Work instructions: Output exactly, please, the lines of the records below from the one containing "Mark each instance of the gutter" through the final line.
* begin Stored rows *
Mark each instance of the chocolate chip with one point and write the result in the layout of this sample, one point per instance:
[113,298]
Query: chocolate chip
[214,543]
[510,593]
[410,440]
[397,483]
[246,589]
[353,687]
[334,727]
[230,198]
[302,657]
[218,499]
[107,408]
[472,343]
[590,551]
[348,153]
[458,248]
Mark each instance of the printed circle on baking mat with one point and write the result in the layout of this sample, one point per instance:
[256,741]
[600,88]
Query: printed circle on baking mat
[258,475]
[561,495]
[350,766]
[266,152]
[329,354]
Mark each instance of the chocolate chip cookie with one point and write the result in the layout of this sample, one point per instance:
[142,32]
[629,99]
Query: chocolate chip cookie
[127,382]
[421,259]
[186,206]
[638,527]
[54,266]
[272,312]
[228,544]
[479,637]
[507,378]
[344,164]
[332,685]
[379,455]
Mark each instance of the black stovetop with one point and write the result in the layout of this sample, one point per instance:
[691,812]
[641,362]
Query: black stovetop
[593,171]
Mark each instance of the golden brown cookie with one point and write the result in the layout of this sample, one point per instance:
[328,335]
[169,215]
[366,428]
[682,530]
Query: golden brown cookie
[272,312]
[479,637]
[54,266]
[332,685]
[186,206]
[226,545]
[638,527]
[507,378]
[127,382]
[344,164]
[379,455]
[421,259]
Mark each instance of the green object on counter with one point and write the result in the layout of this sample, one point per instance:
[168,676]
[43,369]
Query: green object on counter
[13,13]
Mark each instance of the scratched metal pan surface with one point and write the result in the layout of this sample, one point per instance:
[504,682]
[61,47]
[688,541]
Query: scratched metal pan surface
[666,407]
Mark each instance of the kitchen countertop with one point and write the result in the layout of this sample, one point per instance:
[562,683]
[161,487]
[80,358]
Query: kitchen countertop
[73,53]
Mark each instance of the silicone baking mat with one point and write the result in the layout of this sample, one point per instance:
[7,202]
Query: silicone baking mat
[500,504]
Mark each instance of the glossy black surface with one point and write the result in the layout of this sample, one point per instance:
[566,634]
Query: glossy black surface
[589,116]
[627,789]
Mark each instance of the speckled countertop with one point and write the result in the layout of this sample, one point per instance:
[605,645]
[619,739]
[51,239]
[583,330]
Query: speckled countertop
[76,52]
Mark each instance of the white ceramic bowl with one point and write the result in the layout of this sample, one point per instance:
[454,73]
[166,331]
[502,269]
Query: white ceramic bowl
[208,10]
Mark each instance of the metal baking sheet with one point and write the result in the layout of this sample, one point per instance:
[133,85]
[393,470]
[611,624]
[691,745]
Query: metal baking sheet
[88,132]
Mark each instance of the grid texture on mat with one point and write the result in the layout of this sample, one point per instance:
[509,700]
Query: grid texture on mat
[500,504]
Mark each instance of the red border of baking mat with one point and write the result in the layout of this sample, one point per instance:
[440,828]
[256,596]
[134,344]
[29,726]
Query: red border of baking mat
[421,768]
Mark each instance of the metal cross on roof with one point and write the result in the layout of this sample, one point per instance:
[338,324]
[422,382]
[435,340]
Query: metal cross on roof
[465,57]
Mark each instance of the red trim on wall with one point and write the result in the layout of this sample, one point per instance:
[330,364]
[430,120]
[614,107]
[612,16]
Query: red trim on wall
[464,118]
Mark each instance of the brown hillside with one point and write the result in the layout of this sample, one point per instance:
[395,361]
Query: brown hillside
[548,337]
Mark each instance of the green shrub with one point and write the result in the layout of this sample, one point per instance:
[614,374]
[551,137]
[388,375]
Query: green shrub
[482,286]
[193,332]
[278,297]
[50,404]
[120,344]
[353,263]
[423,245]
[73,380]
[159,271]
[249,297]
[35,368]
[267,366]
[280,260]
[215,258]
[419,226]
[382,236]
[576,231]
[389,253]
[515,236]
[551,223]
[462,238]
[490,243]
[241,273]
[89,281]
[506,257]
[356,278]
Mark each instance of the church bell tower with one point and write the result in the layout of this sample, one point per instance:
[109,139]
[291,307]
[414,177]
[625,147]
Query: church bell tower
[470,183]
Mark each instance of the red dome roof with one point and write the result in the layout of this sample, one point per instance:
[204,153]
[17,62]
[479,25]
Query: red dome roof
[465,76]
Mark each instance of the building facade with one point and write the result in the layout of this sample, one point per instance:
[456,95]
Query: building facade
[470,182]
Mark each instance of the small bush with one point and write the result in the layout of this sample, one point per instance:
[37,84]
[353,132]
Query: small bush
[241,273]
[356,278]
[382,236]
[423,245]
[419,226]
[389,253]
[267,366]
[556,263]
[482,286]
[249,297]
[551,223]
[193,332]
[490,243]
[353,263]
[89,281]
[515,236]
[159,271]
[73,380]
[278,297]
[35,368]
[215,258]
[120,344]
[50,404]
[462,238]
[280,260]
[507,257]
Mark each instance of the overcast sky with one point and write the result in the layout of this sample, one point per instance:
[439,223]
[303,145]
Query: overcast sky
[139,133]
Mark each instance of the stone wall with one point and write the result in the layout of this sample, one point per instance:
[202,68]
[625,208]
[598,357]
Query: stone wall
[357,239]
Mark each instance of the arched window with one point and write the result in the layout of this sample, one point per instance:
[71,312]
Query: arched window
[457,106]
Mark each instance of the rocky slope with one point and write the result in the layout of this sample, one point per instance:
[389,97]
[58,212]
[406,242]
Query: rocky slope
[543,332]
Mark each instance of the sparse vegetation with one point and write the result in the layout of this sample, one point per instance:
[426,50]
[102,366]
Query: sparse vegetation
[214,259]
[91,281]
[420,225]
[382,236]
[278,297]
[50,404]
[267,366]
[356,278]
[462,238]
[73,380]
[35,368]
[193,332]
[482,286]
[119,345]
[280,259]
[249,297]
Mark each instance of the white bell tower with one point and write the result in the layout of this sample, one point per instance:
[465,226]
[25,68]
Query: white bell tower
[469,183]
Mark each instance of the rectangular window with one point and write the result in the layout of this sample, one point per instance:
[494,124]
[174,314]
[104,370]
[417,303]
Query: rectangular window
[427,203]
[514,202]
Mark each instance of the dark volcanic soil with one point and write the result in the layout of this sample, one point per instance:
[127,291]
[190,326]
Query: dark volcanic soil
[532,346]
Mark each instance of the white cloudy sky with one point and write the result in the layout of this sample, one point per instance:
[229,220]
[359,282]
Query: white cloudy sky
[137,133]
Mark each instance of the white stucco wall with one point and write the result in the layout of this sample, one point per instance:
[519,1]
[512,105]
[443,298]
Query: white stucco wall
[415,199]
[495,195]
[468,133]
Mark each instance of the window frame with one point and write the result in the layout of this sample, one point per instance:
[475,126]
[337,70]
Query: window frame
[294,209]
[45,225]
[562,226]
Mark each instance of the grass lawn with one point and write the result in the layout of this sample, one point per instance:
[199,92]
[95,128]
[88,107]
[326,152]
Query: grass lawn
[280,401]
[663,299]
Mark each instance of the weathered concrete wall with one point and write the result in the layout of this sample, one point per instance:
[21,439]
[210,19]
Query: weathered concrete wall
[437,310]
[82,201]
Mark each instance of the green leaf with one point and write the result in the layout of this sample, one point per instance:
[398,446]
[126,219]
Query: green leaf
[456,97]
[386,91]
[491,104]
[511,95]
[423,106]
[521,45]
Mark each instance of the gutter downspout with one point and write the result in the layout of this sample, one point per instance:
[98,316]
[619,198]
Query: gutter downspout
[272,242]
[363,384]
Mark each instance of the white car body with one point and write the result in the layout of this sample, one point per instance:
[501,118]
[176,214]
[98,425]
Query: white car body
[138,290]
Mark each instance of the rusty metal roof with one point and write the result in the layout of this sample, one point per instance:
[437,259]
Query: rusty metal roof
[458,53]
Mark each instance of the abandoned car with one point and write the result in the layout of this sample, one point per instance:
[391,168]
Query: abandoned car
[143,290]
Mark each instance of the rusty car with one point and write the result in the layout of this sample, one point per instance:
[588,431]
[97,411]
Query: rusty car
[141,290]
* end Stored rows *
The answer:
Mark each instance of the gutter downspout with one point and write the result in the layout of this sample, one point per instance:
[98,316]
[619,198]
Query: gutter downspout
[272,242]
[363,384]
Mark each instance of the white car body with one point and write the result in the layout of this sample, one point per instance:
[501,118]
[176,214]
[98,425]
Query: white car body
[138,290]
Mark each instance of the rusty metal roof with one point and write the result in the layout of this sample, one point per instance:
[437,259]
Query: rusty metal roof
[458,53]
Mark each instance of the abandoned car with one point and write the result in the layout of this sample, one point per instance:
[391,168]
Query: abandoned car
[143,290]
Mark each instance of the rusty car with one point and write the result in the layout of this sample, one point per instance:
[588,431]
[97,411]
Query: rusty car
[141,290]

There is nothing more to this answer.